● **ASSIGNMENT**
Please transcribe exactly the lines from the first line of the records below through the line containing "I need to find the chair backrest", including both, and omit all pictures.

● **RECORD EXCERPTS**
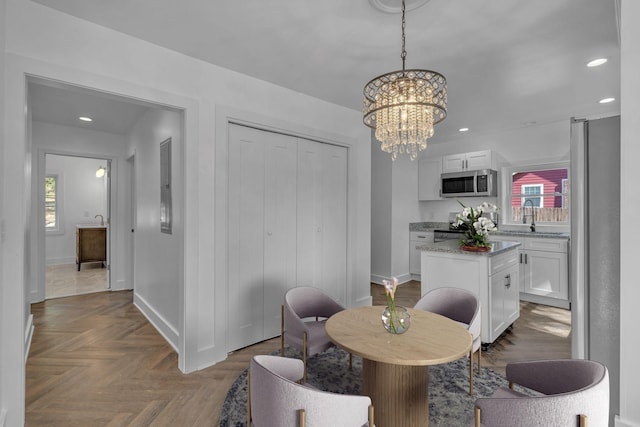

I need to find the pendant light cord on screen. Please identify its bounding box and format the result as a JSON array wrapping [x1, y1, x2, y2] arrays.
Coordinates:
[[401, 0, 407, 72]]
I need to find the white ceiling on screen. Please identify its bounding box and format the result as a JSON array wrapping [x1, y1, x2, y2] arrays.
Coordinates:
[[29, 79, 152, 135], [28, 0, 620, 139]]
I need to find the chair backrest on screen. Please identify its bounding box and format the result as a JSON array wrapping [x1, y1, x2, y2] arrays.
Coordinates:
[[475, 359, 609, 427], [283, 287, 345, 336], [249, 355, 372, 427], [414, 287, 479, 326]]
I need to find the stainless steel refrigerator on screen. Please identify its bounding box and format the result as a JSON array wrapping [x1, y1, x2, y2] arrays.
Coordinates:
[[570, 115, 620, 425]]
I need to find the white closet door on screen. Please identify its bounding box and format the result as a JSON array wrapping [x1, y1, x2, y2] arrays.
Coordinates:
[[297, 139, 324, 289], [297, 140, 347, 304], [228, 124, 266, 350], [320, 144, 348, 304], [262, 132, 298, 338]]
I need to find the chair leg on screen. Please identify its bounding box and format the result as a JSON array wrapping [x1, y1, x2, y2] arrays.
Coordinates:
[[469, 350, 474, 395], [280, 305, 285, 356], [247, 370, 252, 426], [579, 414, 587, 427], [299, 409, 306, 427], [477, 342, 482, 374], [303, 331, 308, 384], [368, 405, 374, 426], [474, 407, 481, 427]]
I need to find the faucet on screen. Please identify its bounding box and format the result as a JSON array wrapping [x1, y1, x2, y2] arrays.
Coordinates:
[[95, 214, 104, 226], [522, 200, 536, 232]]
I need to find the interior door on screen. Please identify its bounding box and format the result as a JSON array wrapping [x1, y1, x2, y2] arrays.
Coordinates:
[[228, 124, 266, 350], [262, 132, 297, 338], [297, 140, 347, 304], [320, 144, 347, 304]]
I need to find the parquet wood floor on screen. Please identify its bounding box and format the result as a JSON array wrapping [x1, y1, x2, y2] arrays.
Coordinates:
[[26, 282, 570, 426]]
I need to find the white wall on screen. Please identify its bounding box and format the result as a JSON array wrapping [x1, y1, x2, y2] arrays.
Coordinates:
[[128, 108, 182, 349], [617, 1, 640, 426], [2, 0, 370, 390], [30, 121, 129, 302], [0, 0, 9, 422], [44, 154, 107, 264], [370, 142, 392, 282], [370, 135, 423, 284]]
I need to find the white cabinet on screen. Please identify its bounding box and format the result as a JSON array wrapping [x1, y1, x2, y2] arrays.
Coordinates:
[[418, 157, 442, 200], [227, 125, 348, 351], [442, 150, 494, 173], [489, 253, 520, 341], [491, 234, 569, 308], [521, 237, 569, 306], [409, 231, 434, 277], [420, 245, 520, 345]]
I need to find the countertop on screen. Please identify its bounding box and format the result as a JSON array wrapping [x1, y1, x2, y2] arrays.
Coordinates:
[[417, 239, 521, 256], [492, 230, 570, 239], [410, 222, 569, 239], [410, 222, 448, 232]]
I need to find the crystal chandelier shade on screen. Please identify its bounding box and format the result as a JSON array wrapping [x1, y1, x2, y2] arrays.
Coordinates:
[[363, 0, 447, 161]]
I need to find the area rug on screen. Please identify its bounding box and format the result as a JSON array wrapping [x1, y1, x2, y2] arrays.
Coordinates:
[[219, 346, 510, 427]]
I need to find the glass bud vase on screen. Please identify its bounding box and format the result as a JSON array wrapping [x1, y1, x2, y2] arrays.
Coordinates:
[[381, 305, 411, 334]]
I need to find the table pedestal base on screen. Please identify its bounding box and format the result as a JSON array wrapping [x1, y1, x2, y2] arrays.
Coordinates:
[[362, 359, 429, 427]]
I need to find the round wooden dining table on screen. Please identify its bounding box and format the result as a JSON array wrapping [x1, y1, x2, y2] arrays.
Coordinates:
[[325, 305, 472, 427]]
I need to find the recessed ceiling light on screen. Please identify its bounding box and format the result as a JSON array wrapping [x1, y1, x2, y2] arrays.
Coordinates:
[[587, 58, 608, 67], [78, 116, 93, 122], [599, 97, 615, 104], [458, 128, 469, 132]]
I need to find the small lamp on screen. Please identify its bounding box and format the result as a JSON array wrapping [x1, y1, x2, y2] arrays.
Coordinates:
[[96, 166, 106, 178]]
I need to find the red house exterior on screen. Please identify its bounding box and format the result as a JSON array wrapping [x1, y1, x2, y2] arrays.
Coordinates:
[[512, 169, 568, 208]]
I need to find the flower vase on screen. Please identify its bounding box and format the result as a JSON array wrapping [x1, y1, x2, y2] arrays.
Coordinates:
[[381, 305, 411, 334]]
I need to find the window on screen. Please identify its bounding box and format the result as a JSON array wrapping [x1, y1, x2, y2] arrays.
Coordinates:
[[502, 162, 569, 226], [45, 173, 64, 234], [521, 184, 543, 208]]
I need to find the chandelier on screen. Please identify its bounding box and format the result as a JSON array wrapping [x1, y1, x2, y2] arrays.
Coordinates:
[[363, 0, 447, 161]]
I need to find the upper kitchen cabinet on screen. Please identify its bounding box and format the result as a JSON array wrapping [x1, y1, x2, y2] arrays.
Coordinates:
[[442, 150, 495, 173], [418, 156, 443, 200]]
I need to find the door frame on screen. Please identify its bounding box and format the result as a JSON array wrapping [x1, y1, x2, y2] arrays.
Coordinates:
[[36, 150, 115, 302]]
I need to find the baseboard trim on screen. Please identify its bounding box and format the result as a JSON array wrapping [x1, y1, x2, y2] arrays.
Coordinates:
[[354, 294, 373, 307], [45, 257, 76, 265], [24, 314, 34, 363], [370, 273, 412, 285], [133, 293, 179, 353], [615, 415, 640, 427], [519, 292, 570, 309]]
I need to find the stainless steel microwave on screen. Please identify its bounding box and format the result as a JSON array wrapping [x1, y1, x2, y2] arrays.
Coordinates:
[[441, 169, 498, 198]]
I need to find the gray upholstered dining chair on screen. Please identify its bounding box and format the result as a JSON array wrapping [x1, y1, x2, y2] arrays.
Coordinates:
[[414, 287, 481, 395], [248, 355, 374, 427], [473, 359, 609, 427], [281, 286, 349, 383]]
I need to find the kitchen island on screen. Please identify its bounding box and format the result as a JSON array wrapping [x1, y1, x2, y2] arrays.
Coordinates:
[[418, 239, 521, 346]]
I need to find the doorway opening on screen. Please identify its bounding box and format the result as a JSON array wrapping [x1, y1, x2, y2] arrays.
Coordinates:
[[44, 154, 111, 299]]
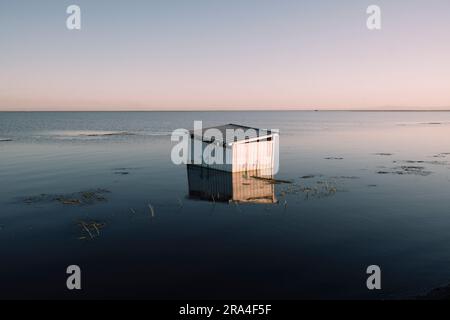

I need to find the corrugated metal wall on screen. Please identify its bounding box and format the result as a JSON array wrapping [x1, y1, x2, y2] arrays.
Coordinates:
[[188, 135, 277, 173], [232, 140, 274, 172], [189, 138, 233, 172]]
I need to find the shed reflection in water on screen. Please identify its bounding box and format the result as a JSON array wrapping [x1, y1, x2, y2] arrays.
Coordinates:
[[187, 165, 277, 204]]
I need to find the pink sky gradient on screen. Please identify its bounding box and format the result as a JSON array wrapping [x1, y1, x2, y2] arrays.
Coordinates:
[[1, 0, 449, 111]]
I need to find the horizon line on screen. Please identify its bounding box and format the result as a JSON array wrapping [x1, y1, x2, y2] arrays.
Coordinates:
[[2, 109, 450, 112]]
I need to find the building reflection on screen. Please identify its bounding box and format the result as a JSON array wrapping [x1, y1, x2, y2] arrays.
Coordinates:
[[187, 165, 277, 204]]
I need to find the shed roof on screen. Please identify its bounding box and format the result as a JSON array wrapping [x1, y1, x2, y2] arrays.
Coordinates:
[[190, 123, 275, 145]]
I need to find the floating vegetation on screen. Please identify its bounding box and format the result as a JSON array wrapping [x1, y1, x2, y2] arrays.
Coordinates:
[[399, 166, 432, 176], [377, 166, 432, 176], [331, 176, 360, 180], [373, 153, 393, 156], [77, 220, 106, 240], [324, 157, 344, 160], [114, 171, 130, 175], [393, 160, 448, 166], [395, 160, 425, 164], [278, 179, 339, 200], [250, 176, 293, 184], [61, 199, 82, 205], [23, 189, 110, 206], [300, 175, 320, 179], [77, 190, 110, 204], [433, 153, 450, 158], [112, 167, 142, 175]]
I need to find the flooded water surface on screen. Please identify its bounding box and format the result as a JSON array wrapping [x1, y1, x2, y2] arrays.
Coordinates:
[[1, 111, 450, 299]]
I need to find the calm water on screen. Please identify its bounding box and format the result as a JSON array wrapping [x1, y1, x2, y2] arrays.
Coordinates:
[[1, 111, 450, 299]]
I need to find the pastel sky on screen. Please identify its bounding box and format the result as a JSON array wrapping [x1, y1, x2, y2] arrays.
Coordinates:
[[1, 0, 449, 111]]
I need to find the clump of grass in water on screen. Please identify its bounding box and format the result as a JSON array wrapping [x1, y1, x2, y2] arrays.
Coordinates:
[[22, 189, 110, 206], [376, 165, 432, 176], [278, 179, 339, 200], [77, 220, 106, 240], [148, 203, 155, 218], [394, 159, 448, 166]]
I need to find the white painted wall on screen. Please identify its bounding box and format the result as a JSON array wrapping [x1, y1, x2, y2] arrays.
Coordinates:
[[232, 139, 275, 173], [189, 136, 277, 173]]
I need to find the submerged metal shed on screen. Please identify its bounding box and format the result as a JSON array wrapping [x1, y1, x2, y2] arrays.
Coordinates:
[[188, 123, 278, 173]]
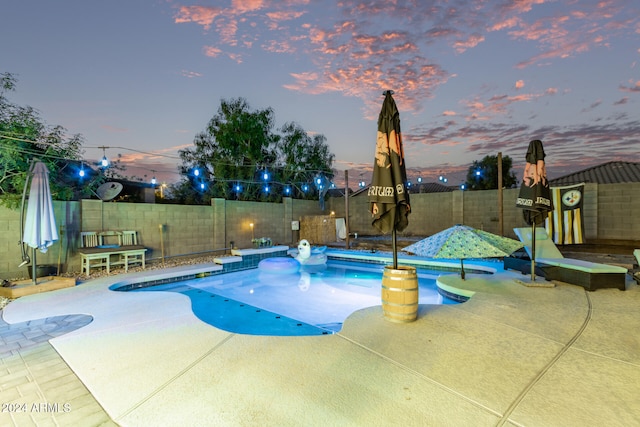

● **OUTPUT OF THE TASK**
I need to find the pendant light cord on screen. Please identify its bounding box and format the result as a JSON array wrapping [x1, y1, x2, y2] arrays.
Coordinates:
[[401, 0, 407, 72]]
I need to find the white ceiling on screen. Please identify its bounding box and format the result as a JSON array wrapping [x1, y1, x2, y2] arrays.
Coordinates:
[[29, 79, 152, 135], [28, 0, 620, 139]]
I need to find the chair backrest on screen. Please identify its bounding box and format the result as a JSON array wrapping [x1, y1, x2, y2] arrays.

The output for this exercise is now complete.